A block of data
═══

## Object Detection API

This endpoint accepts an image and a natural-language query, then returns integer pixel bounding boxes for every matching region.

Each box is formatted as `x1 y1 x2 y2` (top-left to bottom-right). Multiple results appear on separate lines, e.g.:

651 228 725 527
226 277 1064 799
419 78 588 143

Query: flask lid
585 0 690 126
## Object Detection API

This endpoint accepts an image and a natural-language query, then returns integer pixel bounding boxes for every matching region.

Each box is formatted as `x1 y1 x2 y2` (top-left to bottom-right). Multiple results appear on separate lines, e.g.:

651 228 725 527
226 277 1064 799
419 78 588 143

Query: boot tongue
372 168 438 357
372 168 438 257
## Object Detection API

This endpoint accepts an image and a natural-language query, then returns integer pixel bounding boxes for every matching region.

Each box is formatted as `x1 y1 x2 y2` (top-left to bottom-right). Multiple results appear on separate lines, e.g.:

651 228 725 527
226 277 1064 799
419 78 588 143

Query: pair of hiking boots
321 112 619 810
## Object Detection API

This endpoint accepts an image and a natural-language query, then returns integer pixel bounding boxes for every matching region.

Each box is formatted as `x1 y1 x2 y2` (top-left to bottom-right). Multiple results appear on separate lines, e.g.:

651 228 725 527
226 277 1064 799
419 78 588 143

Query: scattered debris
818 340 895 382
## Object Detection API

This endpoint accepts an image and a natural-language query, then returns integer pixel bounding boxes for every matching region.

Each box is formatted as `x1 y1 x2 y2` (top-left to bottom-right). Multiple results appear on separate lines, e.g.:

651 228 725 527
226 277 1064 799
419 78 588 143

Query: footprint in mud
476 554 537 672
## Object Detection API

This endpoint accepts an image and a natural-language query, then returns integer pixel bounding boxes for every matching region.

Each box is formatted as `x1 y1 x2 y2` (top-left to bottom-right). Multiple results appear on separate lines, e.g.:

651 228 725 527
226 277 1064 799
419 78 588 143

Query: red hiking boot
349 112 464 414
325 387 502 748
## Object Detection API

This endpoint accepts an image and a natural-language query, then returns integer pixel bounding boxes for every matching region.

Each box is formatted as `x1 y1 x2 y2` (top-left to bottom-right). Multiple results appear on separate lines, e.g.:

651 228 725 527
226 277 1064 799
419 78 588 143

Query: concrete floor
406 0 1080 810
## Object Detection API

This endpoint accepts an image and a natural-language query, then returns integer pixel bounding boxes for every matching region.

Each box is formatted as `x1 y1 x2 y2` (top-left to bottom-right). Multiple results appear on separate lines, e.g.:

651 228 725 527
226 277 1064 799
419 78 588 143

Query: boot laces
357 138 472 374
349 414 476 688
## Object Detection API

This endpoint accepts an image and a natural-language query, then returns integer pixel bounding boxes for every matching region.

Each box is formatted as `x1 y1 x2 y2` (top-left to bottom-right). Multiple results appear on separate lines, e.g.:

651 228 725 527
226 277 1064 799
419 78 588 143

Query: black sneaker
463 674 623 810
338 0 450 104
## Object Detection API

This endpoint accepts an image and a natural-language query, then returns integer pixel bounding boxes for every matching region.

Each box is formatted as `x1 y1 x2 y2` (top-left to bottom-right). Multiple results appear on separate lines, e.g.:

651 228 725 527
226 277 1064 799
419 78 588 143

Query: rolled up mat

═══

Rewrite all the records above, switching every "endpoint" to "service" and leaving everything else as it is.

> **Final result**
## Object Detection API

This service accepts an image and a natural-language query, then returns integer pixel bounding boxes for every matching region.

Each box is formatted as `x1 y1 x2 y2` (top-left to bottom-right). Multiple results appear on separate lines, e.g.:

651 228 725 527
226 277 1064 799
419 78 588 143

Query: flask lid
585 0 690 126
## Object Detection API

This service accepts an image and a natural-language query, then returns integer pixel bounding boxes for every matching region.

Each box is formatted as `x1 y1 x2 y2` (top-left to bottom-right). Multiple results appear on separate lines, e.g.:

651 228 725 527
226 277 1064 799
419 78 588 143

Query: boot tongue
372 168 438 357
372 168 438 257
## Object Detection API

This service accepts an image and a natural-language query, then returns integer pixel bounding boxes for every matching region.

Each box is formatted as `x1 y1 x2 y2` (top-left to bottom-right). Multiple results appear on separate lines, e.g.:

651 228 725 527
226 277 1064 799
419 78 588 143

Query: pair of hiking boots
321 112 619 810
## Object Detection API

This service accepts an image and a natural-language query, then returns integer pixel bounding boxes for every matching region.

Each box is formatted as `x1 y1 x2 y2` (top-left to bottom-right). Multiple results appear on separate lines, e.g.:

651 228 725 527
226 277 1064 799
419 78 588 143

Query: scattered debris
818 340 895 382
## Object Detection API

This service accepts an image and a natural-language query, then returns integer pixel bounding boxes for every matching region.

Each box is formatted as `x1 y1 x2 y2` (top-left to bottom-right). Multiple results appear on separate lines, e.g.:

651 228 725 527
226 277 1064 799
419 78 588 143

Query: footprint in mud
476 554 537 672
## Object Detection API

This service accepts an image and a natural-language query, then returns integer pixel bounding boxes for every matching region.

Each box is formatted as `x1 y1 x2 y2` (top-left to bottom-right). Multiple results appear on separate lines, e.g.:

651 228 725 527
226 277 1064 799
419 78 588 143

Query: red hiking boot
349 112 464 414
325 387 502 748
## Object Detection API

This service accepts an image and a natural-language query, then returns integer pixel bounding boxes for every matching region.

Each box is formatted as `x1 y1 x2 y2` (top-left to bottom-right). Multiple results appear on separate lines, e.g.:

651 228 725 527
226 277 1064 799
419 78 588 143

Query: concrete floor
406 0 1080 810
## Object Detection API

This service accepts an image and a natural-language query, then returns integer pixel bounding boxes for every matching region.

Each box is formatted as `x1 y1 x2 y2` (top-left to bottom-right). Multiple results appear on separate lines, e.g.:

651 228 725 527
226 277 1064 799
419 78 588 143

Query: boot laces
357 138 472 374
349 414 476 688
## Object Detection API

This service accepts an image and a natural-language query, then returns integer pixel bounding boxes for every matching region.

Each box is formatted as `x1 y1 x2 y2` (top-left to bottom-right). Multiple results appear on separate lines, e.g.:

651 228 725 527
226 277 1064 799
419 78 588 143

Query: black sneaker
463 674 623 810
338 0 450 104
## Object Detection API

This service accepts an image and a natural-language query, then returns integer pixel bounding boxes for every matching region.

Each box is formatted as `x1 y1 x2 y2` (top-left to bottom-right). Multiple results appear on separate lines, e.g.:

651 228 725 527
226 277 1064 799
419 78 588 143

Query: rolled up mat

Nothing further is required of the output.